• DIRECTIVES:
A. Edit the records from their first line through the line containing "0, 273, 500, 332" by replacing "green lawn" with "mowed lawn", and return those lines with all else unchanged.
B. Continue the discussion of work-sample hiring tests from the point where it stops.

• TEXT TO READ:
Every team I've talked to starts out with some X-factor they think they need to assess for. It's my belief that if you can have the discipline to stop filtering for X-factors, you'll build better, more effective teams, because those factors are really just vectors for personal biases.
Regardless of whether you agree with me about that, I think we can all stipulate that if work-sample technical evaluations work (and: they do), most of what companies try to evaluate in on-site interviews is stupid. No part of working effectively with a team requires timed recall of how to implement a stable quicksort, or reversing a doubly linked list at a whiteboard.
At the very least, using work sample tests allows you to build an on-site interview process that honestly engages with "team fit" (or whatever your X-factor is).
My guess, though, is that when more teams adopt work samples and then go through the motions of trying to design a pure team-fit interview, they're going to realize --- once they don't have "implement Bellman-Ford on this whiteboard" to fall back on --- how unequipped they always were to evaluate team-fit in the first place.
The problem could also be that many teams simply don't have the time or possess the knowledge to do an assessment like you're suggesting (which I agree is a good way to assess candidates). It requires someone to actually design an assignment (which is a task that many coders might not be good at), and requires one or more people to evaluate it.
The ridiculous whiteboard coding of puzzles probably stems from laziness or inability to implement what you're suggesting. I know that personally, if someone asked me to developed a work sample evaluation for my job, it would take me many hours to come up with something, and frankly I even once complete we would have no way of knowing if it is actually a good predictor of whether or not someone is the right employee.
Hours? It could take a week, and if you're going to hire more than one person this quarter, it will still be worth it just in the time savings from not having developers deliver bad interviews.
Have you done this? My worry would be that sooner or later you'll have a candidate who posts the assignment online ruining your weeks of effort. It also seems like it makes it much easier to cheat if you make it a take home.
Yes, I ran a process like this for several years. I ran recruiting for the largest software security firm in the US; before that firm bought us, I used this process to more than double the size of my company. When I left, to work on a recruiting startup, not one of the people I'd overseen hiring had quit or been fired.
We paid the market median to new hires; we definitely didn't buy our way to that turnover (NCC pays better than a lot of early stage startups, but not better than late-stage ones).
No, I attribute the turnover to the recruiting mechanism. We found great people who were sorely mispriced by the market, and we took advantage of that to create a win-win scenario: people without the resume to get a similar job at a competing firm got an extremely impactful resume bullet and a good-paying job, and we got people who genuinely wanted to be on our team and weren't applying as a once-a-year lateral job-hopping gamble.

• WORKING DATA:
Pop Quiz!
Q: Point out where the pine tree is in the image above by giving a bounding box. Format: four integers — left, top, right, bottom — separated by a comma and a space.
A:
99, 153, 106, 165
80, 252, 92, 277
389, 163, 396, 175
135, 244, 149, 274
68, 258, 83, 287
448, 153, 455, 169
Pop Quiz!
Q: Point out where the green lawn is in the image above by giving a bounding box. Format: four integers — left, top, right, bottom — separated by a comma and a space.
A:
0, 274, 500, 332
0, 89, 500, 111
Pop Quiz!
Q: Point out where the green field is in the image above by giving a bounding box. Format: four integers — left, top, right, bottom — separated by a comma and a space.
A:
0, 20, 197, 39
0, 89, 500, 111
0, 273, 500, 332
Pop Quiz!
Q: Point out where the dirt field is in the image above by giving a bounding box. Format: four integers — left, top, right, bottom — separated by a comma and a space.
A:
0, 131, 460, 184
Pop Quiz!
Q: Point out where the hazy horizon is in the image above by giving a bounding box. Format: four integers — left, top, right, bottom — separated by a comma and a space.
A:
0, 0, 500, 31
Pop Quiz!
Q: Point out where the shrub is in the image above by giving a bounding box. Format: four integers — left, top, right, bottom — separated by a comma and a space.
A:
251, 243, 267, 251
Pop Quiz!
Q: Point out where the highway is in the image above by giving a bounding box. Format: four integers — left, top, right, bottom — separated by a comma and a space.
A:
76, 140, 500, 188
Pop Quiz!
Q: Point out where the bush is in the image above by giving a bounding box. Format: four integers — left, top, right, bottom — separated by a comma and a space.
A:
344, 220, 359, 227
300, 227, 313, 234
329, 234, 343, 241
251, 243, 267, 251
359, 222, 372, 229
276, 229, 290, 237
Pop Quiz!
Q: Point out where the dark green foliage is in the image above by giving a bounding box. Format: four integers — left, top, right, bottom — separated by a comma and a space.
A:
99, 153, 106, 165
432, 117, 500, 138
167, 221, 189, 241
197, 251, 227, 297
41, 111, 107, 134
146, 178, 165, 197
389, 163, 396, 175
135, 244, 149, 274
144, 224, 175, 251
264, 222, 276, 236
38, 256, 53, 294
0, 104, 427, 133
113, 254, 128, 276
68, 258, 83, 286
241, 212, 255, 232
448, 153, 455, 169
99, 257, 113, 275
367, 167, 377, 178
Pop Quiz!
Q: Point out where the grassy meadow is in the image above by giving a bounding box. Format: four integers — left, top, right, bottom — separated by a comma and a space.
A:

• REPLIES:
A.
Pop Quiz!
Q: Point out where the pine tree is in the image above by giving a bounding box. Format: four integers — left, top, right, bottom — separated by a comma and a space.
A:
99, 153, 106, 165
80, 252, 92, 277
389, 163, 396, 175
135, 244, 149, 274
68, 258, 83, 287
448, 153, 455, 169
Pop Quiz!
Q: Point out where the mowed lawn is in the image above by giving a bounding box. Format: four integers — left, top, right, bottom — separated by a comma and a space.
A:
0, 274, 500, 332
0, 89, 500, 111
Pop Quiz!
Q: Point out where the green field is in the image above by giving a bounding box. Format: four integers — left, top, right, bottom — separated by a comma and a space.
A:
0, 20, 197, 39
0, 89, 500, 111
0, 273, 500, 332

B.
(I have no problem with people job-hopping, by the way, but every employer is trying to minimize their exposure to that.)
You were also recruiting for a "cool" sector where people would be learning marketable skills. Do you have any evidence that the same technique would work for more "boring" companies? (I ask because I'd like to convince my manager that creating a work-sample test wouldn't be a waste of time)
I agree completely. But in many organizations recruiting and hiring would be considered overhead instead of strategic, and thus a target for outsourcing to someone in HR or some outside firm. The problem there of course is that those people have neither the ability nor the inclination to create or evaluate a work sample challenge.
Really my comment was just to help demystify why this sort of thing doesn't happen in many companies based on my own observations.
If you substitute the candidate's time in an in person technical interview with the estimated time for the take home assignment, I can't see the issue. I would gladly give 3 hours of bullshit algorithm white boarding exercises for 3 hours of homework.
I love this approach. I'm also wondering what you think about giving well-designed work-sample tests over Google Hangout instead.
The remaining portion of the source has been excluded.